*CHALLENGE A*
According to the Phabricator page below, who authored the revision that fixes the cast assertion on MS inline assembly with vector spills?

This is an archive of the discontinued LLVM Phabricator instance.

Fix cast assertion on MS inline assembly with vector spills (PR34021)
ClosedPublic

Authored by RKSimon on Sep 4 2017, 12:10 PM.

Diff Detail

Repository
rL LLVM

Event Timeline

RKSimon created this revision.Sep 4 2017, 12:10 PM
coby added a subscriber: coby.Sep 5 2017, 4:46 AM

might be a bit unrelated - but do we've got a hint regarding why is this even an issue?
by all means - it doesn't seems right for an empty ms inline-asm statement to affect successful compilation, without even mentioning the involvement of the encapsulating function's return type.
Another semi-adopted MS legacy issue?

I apologize for the lack of detail for this comment, but I didn't seem to capture this at the time. When I investigated this initially, I came up with this solution and it was insufficient. I don't remember WHAT this ends up not fixing however.

*GIVEN INFORMATION*
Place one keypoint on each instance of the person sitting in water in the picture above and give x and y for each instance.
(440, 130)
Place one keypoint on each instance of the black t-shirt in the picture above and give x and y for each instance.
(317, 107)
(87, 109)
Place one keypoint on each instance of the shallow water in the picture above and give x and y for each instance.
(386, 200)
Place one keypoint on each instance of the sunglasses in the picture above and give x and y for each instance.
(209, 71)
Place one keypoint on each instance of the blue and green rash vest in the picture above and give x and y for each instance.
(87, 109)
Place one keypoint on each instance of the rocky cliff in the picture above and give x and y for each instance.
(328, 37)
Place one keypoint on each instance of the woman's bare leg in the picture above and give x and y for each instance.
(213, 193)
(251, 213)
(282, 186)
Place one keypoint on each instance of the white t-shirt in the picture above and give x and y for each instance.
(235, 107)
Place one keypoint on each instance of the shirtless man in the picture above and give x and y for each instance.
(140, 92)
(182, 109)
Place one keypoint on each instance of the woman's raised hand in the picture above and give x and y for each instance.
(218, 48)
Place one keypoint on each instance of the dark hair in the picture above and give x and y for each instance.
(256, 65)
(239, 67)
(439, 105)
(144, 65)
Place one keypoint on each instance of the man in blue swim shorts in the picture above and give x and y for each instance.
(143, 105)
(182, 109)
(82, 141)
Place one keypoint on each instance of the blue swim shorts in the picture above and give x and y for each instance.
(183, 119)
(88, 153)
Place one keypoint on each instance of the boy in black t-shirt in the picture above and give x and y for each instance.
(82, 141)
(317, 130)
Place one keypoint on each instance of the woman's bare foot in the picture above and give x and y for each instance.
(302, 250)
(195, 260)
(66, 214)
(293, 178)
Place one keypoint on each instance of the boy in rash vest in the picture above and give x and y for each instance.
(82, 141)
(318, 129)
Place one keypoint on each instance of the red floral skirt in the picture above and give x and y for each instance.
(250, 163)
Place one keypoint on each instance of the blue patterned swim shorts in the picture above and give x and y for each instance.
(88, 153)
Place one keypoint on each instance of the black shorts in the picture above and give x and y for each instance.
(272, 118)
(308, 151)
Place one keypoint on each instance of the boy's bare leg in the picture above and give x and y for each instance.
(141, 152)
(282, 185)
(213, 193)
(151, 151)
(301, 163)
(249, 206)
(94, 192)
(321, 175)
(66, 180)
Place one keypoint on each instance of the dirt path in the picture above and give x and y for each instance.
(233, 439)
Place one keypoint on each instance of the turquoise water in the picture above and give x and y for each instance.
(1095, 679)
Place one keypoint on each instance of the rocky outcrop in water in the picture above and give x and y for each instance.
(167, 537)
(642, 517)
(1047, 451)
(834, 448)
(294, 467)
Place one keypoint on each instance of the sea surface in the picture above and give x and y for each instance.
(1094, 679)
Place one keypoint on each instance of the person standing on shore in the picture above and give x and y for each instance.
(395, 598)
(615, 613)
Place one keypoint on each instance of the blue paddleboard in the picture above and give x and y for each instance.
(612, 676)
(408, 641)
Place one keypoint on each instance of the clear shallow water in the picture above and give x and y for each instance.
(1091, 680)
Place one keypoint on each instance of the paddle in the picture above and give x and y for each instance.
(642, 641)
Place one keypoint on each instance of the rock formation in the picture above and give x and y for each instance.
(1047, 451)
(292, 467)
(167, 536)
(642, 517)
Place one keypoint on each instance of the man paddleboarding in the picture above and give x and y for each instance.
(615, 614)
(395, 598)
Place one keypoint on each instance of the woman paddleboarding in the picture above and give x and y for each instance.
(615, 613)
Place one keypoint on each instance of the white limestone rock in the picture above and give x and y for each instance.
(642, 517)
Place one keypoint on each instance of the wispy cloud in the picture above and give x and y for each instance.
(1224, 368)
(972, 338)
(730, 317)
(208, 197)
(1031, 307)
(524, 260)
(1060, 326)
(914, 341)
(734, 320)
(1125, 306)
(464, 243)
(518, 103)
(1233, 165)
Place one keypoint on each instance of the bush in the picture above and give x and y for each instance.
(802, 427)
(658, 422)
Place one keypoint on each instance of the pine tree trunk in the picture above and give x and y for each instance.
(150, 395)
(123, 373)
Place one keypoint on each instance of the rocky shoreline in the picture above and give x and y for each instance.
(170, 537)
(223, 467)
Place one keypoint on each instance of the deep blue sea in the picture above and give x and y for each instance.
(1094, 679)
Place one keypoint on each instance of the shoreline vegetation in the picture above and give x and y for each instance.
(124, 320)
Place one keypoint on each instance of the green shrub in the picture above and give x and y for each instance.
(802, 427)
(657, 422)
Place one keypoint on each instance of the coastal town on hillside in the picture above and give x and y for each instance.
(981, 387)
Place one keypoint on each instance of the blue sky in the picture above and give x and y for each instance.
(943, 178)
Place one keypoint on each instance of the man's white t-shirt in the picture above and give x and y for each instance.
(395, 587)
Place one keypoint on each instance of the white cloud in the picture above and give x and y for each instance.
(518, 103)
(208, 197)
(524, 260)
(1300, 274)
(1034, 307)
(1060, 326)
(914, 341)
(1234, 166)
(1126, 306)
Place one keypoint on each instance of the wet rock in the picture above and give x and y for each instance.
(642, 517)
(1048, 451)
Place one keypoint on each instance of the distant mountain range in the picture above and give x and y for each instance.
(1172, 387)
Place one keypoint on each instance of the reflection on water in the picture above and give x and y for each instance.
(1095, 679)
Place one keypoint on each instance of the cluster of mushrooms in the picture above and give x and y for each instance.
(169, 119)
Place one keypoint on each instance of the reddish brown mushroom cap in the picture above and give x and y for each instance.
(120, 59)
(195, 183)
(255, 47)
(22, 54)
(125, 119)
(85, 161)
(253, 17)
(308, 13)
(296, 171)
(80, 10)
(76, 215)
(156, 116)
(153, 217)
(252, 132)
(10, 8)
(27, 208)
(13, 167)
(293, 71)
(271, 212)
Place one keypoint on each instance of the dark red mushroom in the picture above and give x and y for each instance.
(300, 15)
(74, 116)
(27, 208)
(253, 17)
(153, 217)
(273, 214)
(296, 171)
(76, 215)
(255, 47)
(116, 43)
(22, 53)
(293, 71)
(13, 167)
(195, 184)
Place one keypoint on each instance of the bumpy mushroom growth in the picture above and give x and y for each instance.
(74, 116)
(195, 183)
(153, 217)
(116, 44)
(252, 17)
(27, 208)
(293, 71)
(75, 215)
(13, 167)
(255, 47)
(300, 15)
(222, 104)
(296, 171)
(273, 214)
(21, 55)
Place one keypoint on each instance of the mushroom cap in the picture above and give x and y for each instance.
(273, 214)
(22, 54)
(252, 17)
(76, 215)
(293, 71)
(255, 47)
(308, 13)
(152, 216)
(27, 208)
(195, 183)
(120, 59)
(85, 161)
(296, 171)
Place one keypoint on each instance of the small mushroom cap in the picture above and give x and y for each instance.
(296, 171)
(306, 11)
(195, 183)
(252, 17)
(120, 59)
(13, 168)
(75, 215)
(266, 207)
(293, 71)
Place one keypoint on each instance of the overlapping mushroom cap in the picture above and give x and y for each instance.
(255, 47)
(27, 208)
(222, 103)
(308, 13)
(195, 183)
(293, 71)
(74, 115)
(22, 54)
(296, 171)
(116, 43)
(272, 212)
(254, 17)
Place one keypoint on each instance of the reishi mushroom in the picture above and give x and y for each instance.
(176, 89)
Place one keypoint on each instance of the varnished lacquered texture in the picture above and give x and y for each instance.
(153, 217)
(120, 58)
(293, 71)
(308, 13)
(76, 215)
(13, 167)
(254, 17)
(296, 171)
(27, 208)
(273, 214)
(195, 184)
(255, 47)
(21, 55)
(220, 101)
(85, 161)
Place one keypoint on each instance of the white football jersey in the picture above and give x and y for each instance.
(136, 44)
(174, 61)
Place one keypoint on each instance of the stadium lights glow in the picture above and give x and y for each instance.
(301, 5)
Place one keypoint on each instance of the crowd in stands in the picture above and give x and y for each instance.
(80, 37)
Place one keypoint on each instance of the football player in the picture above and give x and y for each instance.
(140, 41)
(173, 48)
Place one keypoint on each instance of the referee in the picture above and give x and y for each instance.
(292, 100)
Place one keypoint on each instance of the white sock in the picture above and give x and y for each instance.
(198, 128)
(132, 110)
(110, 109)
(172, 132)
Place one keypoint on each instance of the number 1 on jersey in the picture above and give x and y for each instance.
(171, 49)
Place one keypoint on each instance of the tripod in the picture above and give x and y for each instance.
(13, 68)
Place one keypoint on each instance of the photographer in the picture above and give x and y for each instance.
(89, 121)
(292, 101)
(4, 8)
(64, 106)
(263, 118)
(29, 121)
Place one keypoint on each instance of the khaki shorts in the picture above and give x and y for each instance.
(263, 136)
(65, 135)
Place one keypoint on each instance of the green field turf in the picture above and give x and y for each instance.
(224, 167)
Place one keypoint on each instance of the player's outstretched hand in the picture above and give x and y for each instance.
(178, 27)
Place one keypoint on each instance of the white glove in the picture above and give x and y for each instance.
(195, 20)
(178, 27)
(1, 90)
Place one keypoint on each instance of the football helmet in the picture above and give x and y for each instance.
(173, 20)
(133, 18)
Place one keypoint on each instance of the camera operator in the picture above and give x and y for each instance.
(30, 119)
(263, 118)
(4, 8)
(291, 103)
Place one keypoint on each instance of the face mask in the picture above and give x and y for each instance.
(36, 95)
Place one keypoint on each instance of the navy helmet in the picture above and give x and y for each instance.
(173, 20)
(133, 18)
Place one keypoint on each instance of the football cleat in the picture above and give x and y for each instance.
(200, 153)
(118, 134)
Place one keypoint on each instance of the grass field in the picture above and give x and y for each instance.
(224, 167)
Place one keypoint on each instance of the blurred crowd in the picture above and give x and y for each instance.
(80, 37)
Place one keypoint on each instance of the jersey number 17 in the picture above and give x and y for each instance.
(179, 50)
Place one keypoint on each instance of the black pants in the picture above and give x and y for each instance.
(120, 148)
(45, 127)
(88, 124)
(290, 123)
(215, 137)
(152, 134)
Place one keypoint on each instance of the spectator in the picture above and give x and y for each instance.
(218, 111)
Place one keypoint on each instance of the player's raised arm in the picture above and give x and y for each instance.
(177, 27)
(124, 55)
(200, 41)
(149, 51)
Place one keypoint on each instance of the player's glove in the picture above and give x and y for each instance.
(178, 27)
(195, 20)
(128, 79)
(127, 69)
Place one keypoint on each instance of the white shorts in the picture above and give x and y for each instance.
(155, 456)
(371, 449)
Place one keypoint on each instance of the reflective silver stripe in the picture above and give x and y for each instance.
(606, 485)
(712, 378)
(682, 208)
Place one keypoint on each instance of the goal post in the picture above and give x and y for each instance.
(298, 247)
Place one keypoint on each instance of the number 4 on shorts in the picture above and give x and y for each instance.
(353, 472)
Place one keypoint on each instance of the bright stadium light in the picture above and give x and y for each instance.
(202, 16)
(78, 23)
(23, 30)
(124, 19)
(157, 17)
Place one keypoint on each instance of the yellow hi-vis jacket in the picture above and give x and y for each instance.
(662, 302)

*CHALLENGE B*
Repeat verbatim the stretch of entries from the line containing "Place one keypoint on each instance of the black shorts" through the line containing "(1233, 165)".

*WORKED ANSWER A*
RKSimon

*WORKED ANSWER B*
Place one keypoint on each instance of the black shorts in the picture above and give x and y for each instance.
(272, 118)
(308, 151)
Place one keypoint on each instance of the boy's bare leg in the picture above and give x and y for each instance.
(141, 152)
(282, 185)
(213, 193)
(151, 151)
(301, 163)
(249, 206)
(94, 192)
(321, 175)
(66, 180)
Place one keypoint on each instance of the dirt path in the picture above and give x and y for each instance.
(233, 439)
Place one keypoint on each instance of the turquoise water in the picture above and give x and y for each instance.
(1095, 679)
Place one keypoint on each instance of the rocky outcrop in water in the picture above and give x and y for each instance.
(167, 537)
(642, 517)
(1047, 451)
(834, 448)
(294, 467)
Place one keypoint on each instance of the sea surface in the picture above and give x and y for each instance.
(1094, 679)
Place one keypoint on each instance of the person standing on shore in the picture above and give x and y for each instance.
(395, 598)
(615, 613)
Place one keypoint on each instance of the blue paddleboard in the picture above and give x and y for each instance.
(612, 676)
(408, 641)
Place one keypoint on each instance of the clear shallow water in the picture above and give x and y for each instance.
(1091, 680)
Place one keypoint on each instance of the paddle in the picture above and give x and y for each instance.
(642, 641)
Place one keypoint on each instance of the rock formation in the picture above and give x and y for each instance.
(1047, 451)
(292, 467)
(167, 536)
(642, 517)
Place one keypoint on each instance of the man paddleboarding in the picture above and give x and y for each instance.
(615, 614)
(395, 598)
Place one keypoint on each instance of the woman paddleboarding in the picture above and give x and y for each instance.
(615, 613)
Place one keypoint on each instance of the white limestone rock in the picture above and give x and y for each instance.
(642, 517)
Place one keypoint on each instance of the wispy cloud in the picture above and give x and y for each instance.
(1224, 368)
(972, 338)
(730, 317)
(208, 197)
(1031, 307)
(524, 260)
(1060, 326)
(914, 341)
(734, 320)
(1125, 306)
(464, 243)
(518, 103)
(1233, 165)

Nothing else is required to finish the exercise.